Textausschnitt:
────

So schreibt Jens in seinem Blog 36 „Meine Beziehung zu Elizabeth Haysom“:
„Die beiden (Elizabeth und eine Freundin- Anm. d. Verf.) schliefen mit allen und jedem, die ihnen Heroin gaben- mit anderen Worten, sie waren Amateurprostituierte“.
„... und auch während ihrer (Elizabeth- Anm. d. Verf.) Zeit als freischaffende Heroinprostituierte mehrfach vergewaltigt wurde“.

In seinem Brief vom 09.11.2016 an David Remnick vom Magazin „The New Yorker“ betont Söring, dass Elizabeth an einer Borderline- Persönlichkeitsstörung leiden würde und ihr gleich drei Psychiater diese Erkrankung diagnostiziert hätten.

"Bei der Borderline- Störung handelt es sich um eine Persönlichkeitsstörung, die durch Impulsivität und Instabilität von Emotionen und Stimmung, der Identität sowie zwischenmenschlichen Beziehungen charakterisiert ist." (Quelle: http://www.neurologen-und-psychiater-im-netz.org).

────

Ausgelesene Einträge:
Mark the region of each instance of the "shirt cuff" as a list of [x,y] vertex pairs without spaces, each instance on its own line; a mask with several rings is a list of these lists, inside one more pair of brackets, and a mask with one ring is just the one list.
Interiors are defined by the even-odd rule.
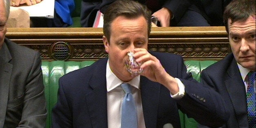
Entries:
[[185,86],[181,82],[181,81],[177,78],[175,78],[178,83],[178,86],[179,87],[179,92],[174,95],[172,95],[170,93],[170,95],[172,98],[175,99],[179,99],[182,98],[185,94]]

────

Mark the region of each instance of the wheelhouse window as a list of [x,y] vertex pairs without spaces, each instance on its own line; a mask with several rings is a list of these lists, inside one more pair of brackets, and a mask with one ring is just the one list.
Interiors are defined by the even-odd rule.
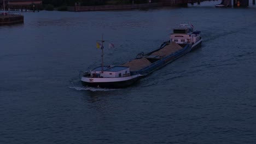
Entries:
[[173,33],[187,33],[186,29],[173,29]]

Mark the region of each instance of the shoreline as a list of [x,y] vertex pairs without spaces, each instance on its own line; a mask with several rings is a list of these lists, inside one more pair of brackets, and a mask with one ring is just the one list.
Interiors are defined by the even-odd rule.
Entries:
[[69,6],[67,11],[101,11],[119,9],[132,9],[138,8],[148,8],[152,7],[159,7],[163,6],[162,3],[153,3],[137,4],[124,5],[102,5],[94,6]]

────

Geben Sie den Textausschnitt über Söring und Elizabeth Haysom vollständig und ohne jede Abweichung wieder.

So schreibt Jens in seinem Blog 36 „Meine Beziehung zu Elizabeth Haysom“:
„Die beiden (Elizabeth und eine Freundin- Anm. d. Verf.) schliefen mit allen und jedem, die ihnen Heroin gaben- mit anderen Worten, sie waren Amateurprostituierte“.
„... und auch während ihrer (Elizabeth- Anm. d. Verf.) Zeit als freischaffende Heroinprostituierte mehrfach vergewaltigt wurde“.

In seinem Brief vom 09.11.2016 an David Remnick vom Magazin „The New Yorker“ betont Söring, dass Elizabeth an einer Borderline- Persönlichkeitsstörung leiden würde und ihr gleich drei Psychiater diese Erkrankung diagnostiziert hätten.

"Bei der Borderline- Störung handelt es sich um eine Persönlichkeitsstörung, die durch Impulsivität und Instabilität von Emotionen und Stimmung, der Identität sowie zwischenmenschlichen Beziehungen charakterisiert ist." (Quelle: http://www.neurologen-und-psychiater-im-netz.org).